Segment Start: The data

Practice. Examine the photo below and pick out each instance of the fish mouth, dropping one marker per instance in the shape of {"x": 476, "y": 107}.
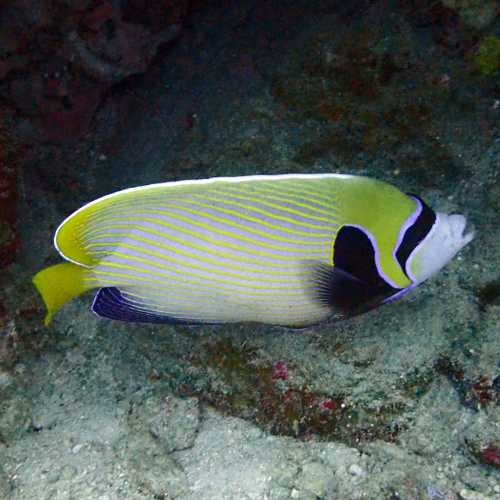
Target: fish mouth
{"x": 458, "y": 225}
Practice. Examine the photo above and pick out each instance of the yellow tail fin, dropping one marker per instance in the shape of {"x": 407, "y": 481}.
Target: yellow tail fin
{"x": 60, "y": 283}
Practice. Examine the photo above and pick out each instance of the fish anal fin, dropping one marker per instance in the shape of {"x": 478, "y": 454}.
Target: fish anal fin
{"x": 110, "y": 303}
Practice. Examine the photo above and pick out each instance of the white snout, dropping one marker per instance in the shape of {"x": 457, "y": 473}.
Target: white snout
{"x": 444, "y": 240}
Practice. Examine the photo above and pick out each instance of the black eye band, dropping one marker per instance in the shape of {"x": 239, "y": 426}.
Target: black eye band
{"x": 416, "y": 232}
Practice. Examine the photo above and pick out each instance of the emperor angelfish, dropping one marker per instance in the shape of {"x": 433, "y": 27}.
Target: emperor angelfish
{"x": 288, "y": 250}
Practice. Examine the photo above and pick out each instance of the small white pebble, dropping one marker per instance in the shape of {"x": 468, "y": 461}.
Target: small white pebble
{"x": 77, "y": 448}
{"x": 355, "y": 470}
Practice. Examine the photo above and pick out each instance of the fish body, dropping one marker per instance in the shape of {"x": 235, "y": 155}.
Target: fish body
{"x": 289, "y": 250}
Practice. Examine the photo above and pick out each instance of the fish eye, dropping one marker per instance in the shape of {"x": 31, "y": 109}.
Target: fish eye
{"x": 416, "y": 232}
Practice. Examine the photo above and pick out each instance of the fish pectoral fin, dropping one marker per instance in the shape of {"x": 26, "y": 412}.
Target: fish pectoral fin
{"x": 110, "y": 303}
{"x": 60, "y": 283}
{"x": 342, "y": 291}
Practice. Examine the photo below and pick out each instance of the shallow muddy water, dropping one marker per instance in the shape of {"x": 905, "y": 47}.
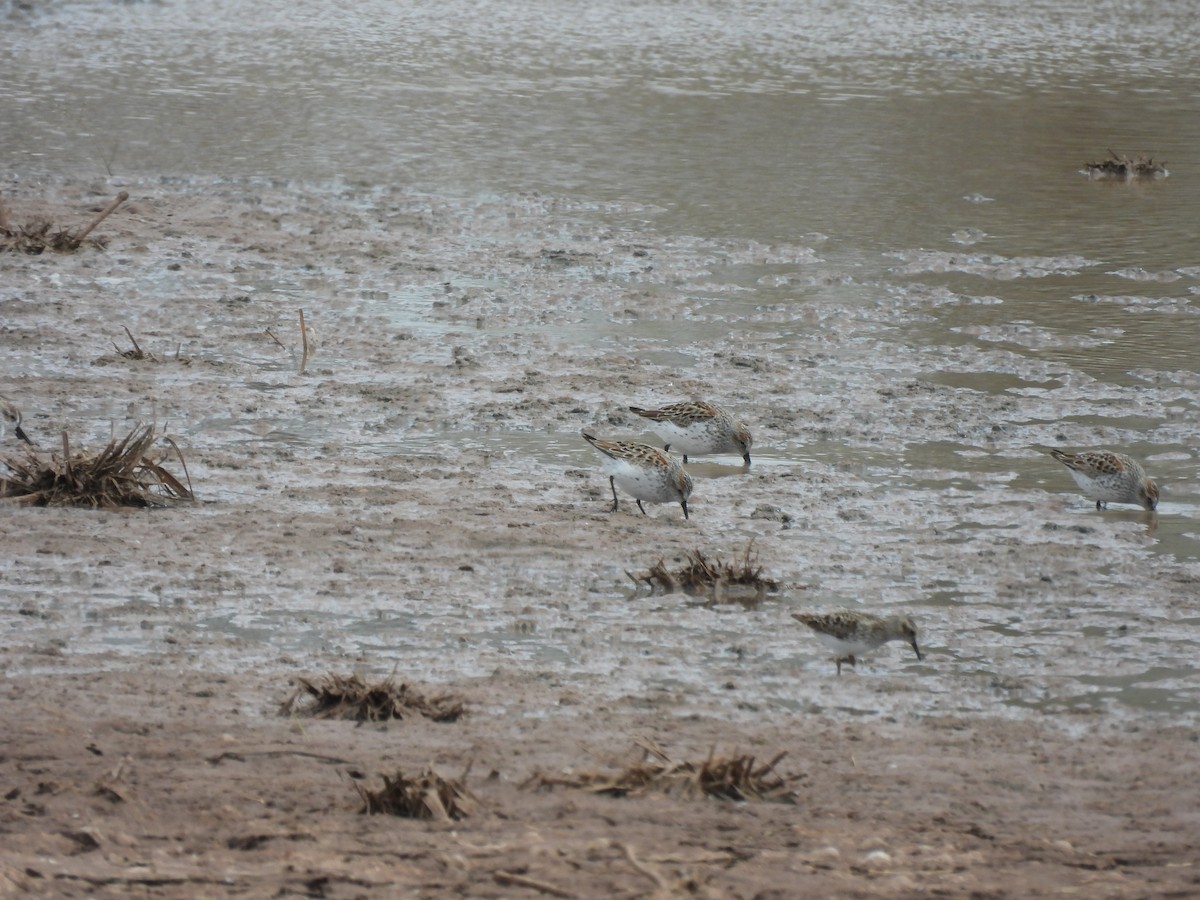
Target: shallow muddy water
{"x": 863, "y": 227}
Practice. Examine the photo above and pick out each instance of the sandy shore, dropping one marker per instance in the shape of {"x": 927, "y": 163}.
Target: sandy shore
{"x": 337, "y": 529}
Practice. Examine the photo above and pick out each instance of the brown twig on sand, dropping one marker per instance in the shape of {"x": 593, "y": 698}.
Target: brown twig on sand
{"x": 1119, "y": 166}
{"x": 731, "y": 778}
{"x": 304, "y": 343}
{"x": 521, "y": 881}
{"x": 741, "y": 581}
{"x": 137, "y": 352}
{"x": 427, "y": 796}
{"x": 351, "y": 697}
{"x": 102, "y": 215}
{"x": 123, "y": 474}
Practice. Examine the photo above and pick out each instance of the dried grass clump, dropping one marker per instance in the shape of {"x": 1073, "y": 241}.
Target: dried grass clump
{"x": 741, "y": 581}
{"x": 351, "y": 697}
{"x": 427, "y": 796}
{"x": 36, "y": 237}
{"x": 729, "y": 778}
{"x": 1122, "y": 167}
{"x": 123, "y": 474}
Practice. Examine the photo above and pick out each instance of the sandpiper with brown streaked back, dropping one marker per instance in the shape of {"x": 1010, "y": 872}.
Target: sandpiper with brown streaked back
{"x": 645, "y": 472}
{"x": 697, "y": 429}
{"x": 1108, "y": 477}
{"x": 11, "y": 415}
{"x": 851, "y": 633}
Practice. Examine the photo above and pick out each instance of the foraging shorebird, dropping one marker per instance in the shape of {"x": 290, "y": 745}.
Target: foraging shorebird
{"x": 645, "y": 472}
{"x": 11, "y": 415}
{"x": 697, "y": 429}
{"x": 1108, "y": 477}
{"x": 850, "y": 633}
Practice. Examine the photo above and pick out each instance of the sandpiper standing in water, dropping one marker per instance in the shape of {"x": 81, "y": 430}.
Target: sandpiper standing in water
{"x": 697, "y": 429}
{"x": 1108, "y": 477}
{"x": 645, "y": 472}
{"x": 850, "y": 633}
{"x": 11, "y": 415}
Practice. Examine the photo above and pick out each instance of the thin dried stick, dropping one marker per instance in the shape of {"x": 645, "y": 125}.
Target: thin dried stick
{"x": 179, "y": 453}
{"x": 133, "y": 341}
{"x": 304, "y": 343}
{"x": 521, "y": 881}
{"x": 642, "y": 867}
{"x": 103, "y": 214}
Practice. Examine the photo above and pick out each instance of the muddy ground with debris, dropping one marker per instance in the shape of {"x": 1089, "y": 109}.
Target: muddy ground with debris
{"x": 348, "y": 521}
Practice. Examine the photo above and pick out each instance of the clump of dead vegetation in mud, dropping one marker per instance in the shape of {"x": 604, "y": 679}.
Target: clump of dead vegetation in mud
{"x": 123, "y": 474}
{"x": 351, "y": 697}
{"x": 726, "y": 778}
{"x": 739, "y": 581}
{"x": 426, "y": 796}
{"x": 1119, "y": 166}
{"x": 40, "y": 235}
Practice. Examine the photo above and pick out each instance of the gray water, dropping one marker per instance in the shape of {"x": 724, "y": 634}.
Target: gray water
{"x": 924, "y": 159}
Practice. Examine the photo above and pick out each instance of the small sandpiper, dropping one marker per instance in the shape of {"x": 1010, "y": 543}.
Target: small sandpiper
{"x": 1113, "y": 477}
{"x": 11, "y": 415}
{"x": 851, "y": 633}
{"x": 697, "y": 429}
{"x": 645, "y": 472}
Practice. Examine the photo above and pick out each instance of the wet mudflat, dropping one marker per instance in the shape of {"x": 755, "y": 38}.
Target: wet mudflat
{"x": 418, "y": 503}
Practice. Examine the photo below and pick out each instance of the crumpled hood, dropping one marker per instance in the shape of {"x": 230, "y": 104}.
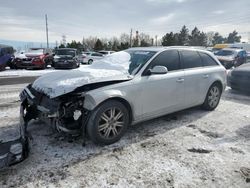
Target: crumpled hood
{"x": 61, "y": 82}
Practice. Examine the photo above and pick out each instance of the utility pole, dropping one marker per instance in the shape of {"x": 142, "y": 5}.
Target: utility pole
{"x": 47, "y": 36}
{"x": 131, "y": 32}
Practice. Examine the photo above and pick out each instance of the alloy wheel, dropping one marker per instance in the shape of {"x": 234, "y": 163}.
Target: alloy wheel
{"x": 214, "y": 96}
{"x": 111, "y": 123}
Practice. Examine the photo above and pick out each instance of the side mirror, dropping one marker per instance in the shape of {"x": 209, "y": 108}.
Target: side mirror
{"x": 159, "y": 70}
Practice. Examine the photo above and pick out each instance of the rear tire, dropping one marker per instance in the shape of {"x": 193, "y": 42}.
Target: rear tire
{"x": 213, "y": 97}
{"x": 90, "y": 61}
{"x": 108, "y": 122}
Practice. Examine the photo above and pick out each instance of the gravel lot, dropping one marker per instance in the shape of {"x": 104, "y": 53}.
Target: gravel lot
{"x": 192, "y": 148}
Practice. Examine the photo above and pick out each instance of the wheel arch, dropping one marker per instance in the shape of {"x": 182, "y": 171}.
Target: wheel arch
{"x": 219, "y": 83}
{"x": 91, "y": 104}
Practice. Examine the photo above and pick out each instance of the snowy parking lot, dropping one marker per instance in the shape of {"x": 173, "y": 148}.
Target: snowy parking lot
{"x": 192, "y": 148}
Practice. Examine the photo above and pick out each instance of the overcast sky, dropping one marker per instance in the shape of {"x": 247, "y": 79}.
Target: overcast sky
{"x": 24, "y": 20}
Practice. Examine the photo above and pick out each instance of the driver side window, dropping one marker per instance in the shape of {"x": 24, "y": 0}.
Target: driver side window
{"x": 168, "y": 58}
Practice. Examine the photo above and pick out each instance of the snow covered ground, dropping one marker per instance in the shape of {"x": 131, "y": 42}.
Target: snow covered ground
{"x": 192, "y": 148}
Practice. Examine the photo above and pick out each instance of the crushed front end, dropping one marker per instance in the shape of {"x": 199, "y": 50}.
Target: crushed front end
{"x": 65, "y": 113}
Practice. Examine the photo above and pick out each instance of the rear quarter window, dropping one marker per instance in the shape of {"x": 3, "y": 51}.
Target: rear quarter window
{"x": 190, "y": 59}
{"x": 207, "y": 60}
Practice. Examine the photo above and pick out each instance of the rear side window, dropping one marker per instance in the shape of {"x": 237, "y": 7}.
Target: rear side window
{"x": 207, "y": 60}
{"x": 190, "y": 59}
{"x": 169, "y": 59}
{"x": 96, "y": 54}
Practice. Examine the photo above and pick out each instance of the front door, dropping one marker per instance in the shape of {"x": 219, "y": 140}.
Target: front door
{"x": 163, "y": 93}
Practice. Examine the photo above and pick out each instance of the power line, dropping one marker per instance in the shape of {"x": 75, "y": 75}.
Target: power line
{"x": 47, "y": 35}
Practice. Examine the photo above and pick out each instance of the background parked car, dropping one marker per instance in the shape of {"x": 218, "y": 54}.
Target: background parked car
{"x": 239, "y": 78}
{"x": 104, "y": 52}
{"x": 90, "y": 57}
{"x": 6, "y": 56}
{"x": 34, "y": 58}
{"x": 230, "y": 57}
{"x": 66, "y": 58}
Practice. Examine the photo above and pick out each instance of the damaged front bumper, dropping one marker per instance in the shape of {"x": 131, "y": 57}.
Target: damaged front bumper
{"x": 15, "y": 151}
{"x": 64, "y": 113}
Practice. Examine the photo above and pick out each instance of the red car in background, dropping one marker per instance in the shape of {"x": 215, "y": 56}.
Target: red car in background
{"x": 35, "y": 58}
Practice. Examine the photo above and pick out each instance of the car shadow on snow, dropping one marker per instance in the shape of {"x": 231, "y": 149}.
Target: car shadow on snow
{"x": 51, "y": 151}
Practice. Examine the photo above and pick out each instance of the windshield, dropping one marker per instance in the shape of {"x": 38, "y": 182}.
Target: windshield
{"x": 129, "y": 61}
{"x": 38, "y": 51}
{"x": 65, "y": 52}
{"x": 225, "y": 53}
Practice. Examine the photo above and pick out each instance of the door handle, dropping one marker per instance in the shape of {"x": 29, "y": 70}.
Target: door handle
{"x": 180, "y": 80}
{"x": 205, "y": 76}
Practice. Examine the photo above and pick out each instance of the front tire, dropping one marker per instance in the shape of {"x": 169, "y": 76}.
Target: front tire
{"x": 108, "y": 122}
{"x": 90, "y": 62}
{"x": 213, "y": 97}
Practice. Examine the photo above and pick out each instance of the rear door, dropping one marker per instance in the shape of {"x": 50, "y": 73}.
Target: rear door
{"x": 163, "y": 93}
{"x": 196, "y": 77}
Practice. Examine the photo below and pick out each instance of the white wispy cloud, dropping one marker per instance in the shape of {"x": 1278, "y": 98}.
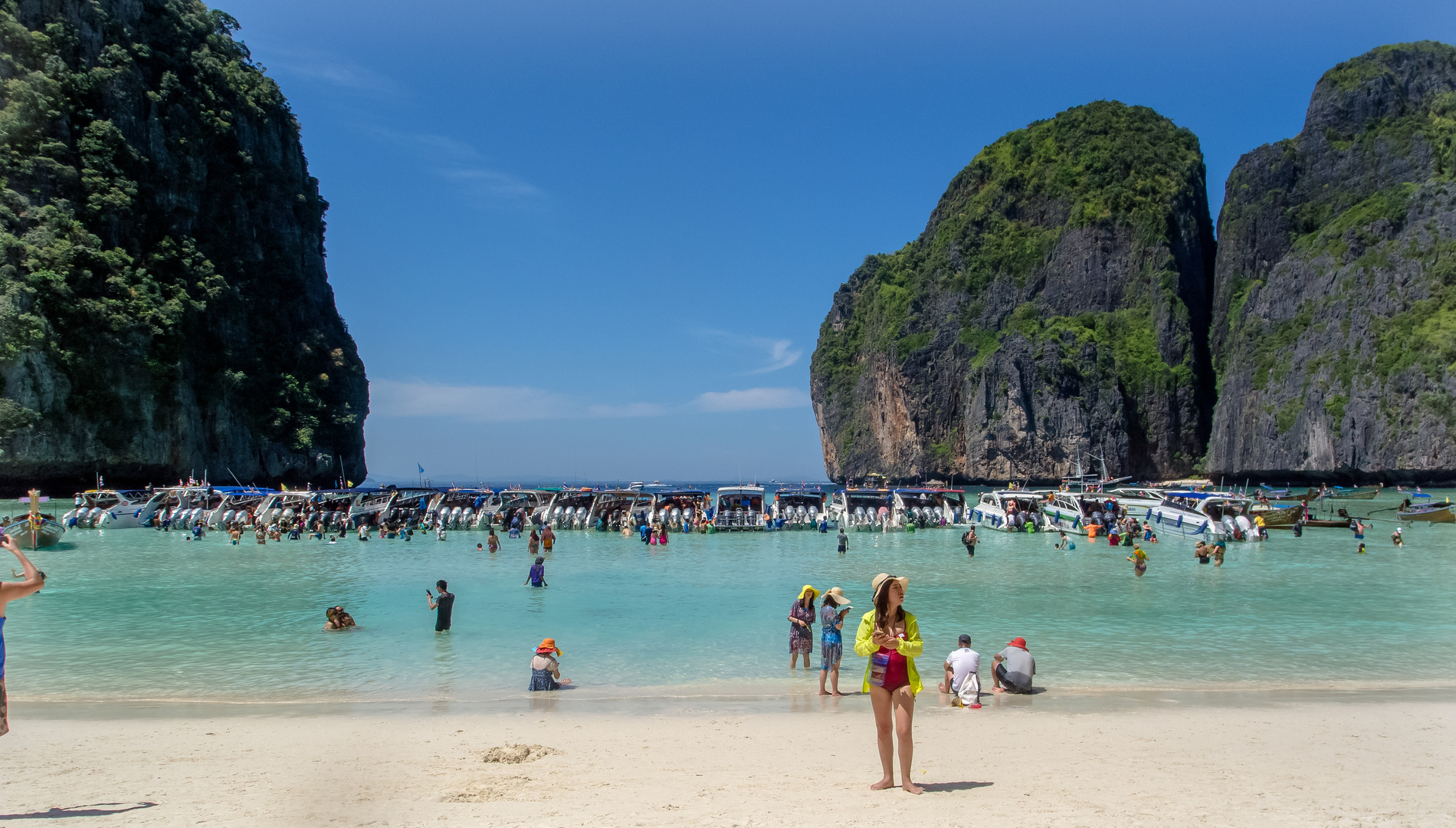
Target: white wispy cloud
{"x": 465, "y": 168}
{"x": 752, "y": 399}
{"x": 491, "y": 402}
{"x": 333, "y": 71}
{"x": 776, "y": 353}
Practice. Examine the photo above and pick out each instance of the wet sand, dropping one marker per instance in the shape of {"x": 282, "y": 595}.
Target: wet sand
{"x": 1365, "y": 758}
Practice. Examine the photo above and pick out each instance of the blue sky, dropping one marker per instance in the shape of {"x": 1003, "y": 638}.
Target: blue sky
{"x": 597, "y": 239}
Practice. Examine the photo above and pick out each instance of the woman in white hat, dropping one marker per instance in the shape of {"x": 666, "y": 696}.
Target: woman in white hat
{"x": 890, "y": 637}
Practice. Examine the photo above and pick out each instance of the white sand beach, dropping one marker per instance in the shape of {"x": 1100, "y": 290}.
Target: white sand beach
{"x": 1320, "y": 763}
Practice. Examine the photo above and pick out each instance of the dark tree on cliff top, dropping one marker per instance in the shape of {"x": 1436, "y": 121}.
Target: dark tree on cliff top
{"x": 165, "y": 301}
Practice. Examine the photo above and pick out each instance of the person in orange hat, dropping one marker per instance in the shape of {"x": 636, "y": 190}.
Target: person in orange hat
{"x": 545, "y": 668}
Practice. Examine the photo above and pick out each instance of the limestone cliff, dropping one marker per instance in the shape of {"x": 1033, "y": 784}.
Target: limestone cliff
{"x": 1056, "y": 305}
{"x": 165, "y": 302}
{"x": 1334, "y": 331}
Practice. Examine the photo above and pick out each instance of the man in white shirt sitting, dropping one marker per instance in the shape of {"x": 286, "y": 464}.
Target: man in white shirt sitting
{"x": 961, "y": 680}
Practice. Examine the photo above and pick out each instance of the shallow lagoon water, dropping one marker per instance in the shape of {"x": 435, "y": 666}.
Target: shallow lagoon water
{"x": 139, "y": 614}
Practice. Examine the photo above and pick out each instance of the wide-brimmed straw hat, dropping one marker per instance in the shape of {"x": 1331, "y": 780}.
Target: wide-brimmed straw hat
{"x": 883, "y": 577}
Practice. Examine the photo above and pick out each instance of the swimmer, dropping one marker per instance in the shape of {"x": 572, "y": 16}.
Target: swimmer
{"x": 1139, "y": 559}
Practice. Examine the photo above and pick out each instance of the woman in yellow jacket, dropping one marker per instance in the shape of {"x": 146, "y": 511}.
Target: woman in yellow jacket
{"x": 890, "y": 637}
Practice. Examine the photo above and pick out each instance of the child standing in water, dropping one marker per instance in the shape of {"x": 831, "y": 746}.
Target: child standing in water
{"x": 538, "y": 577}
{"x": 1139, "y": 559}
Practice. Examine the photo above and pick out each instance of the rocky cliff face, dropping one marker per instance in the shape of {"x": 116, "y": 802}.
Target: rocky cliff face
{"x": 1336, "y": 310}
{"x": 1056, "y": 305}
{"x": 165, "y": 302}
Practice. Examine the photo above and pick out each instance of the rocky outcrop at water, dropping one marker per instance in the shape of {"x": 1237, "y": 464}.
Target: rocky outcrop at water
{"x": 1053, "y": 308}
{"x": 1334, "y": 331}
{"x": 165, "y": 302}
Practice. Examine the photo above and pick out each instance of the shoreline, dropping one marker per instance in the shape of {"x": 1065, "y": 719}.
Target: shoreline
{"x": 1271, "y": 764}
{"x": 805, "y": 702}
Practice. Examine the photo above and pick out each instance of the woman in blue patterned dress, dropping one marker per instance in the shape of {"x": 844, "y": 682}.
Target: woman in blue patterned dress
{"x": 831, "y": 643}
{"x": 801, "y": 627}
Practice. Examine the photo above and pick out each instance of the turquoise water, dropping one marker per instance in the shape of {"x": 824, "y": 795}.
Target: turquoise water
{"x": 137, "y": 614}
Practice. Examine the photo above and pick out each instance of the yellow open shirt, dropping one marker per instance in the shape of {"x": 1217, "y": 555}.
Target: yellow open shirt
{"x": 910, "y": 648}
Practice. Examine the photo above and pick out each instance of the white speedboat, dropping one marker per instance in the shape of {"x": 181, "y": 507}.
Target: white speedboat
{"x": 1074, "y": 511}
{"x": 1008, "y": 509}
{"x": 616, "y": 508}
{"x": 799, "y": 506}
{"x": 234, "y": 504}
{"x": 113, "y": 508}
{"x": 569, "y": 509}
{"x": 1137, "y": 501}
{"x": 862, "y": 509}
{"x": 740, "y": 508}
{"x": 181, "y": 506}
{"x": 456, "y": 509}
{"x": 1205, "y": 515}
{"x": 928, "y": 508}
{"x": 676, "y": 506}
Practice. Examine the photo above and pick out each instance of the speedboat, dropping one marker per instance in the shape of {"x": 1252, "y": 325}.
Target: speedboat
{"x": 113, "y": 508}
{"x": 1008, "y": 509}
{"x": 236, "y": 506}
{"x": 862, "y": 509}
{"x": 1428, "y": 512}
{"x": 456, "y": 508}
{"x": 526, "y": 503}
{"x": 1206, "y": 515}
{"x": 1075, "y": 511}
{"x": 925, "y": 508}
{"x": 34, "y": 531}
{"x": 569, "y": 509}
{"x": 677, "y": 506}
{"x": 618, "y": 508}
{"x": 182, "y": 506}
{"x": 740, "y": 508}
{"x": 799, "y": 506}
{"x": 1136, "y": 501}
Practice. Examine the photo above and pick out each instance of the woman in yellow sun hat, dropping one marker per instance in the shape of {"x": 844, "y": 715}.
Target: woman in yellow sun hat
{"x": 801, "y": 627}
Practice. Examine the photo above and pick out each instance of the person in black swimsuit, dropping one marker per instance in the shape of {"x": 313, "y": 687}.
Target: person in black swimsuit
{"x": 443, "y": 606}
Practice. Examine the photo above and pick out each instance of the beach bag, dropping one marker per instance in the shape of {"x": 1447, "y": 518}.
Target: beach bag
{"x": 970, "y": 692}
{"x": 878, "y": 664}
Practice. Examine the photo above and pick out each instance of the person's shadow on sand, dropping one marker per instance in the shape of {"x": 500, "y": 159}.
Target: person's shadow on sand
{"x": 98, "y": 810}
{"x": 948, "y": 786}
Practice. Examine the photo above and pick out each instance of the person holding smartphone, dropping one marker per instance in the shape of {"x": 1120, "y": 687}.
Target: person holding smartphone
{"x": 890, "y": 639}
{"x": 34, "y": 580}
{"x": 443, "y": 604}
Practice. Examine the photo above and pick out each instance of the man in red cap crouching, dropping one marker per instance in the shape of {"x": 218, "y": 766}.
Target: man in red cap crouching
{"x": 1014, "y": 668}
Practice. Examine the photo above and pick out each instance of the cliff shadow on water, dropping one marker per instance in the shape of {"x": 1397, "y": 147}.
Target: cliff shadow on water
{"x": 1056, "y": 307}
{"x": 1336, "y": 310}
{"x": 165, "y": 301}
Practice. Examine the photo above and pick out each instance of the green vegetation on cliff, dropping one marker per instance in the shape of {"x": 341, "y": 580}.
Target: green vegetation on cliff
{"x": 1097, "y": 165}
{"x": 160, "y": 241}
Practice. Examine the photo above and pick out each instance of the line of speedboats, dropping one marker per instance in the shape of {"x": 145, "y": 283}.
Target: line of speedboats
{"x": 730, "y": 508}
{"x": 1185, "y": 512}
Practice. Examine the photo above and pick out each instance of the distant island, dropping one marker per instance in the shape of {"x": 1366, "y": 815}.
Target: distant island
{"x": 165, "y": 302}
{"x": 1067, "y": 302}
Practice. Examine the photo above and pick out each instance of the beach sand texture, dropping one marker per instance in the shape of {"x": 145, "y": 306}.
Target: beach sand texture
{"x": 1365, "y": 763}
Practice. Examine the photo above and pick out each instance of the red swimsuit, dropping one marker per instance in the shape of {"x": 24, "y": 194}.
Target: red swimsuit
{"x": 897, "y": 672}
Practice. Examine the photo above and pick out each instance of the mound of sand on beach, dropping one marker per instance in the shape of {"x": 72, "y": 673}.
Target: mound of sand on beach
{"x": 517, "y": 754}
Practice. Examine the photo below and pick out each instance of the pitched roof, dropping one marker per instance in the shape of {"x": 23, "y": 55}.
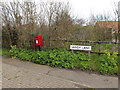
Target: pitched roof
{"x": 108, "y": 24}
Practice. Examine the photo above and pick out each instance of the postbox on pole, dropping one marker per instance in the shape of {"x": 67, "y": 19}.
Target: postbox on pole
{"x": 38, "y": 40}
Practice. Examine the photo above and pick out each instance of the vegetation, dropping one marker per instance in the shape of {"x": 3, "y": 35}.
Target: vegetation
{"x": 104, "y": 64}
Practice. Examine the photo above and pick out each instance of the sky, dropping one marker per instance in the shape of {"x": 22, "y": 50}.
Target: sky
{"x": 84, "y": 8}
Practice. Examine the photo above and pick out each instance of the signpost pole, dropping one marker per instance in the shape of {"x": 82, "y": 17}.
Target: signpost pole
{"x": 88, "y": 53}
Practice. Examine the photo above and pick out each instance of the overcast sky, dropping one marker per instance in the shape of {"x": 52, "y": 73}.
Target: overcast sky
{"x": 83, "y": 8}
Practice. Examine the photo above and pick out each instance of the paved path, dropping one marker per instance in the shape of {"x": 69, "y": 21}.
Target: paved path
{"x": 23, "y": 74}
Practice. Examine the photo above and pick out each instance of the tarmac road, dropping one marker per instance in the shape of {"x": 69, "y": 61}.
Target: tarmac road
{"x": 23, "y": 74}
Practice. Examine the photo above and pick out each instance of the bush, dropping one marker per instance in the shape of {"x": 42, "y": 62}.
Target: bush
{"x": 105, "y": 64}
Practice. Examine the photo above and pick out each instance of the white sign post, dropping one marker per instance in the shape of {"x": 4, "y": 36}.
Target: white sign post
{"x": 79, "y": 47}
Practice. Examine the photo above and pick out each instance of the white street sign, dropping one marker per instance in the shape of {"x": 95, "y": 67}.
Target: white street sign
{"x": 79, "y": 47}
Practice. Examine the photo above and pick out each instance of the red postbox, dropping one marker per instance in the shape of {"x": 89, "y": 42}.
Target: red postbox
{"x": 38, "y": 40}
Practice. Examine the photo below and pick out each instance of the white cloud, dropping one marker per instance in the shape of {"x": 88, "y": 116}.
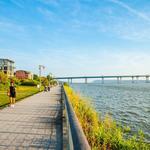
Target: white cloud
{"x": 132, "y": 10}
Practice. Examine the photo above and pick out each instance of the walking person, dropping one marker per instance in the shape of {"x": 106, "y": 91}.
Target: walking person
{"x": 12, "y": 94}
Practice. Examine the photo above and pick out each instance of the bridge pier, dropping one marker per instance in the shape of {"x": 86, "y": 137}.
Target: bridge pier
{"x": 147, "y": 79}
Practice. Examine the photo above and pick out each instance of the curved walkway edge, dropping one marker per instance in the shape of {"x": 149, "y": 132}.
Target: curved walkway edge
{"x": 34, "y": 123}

Segment End: The data

## [What the exercise asks]
Identify the lines in the records above that contain the word "below", then state how many there are and nothing more.

## [Output of the task]
6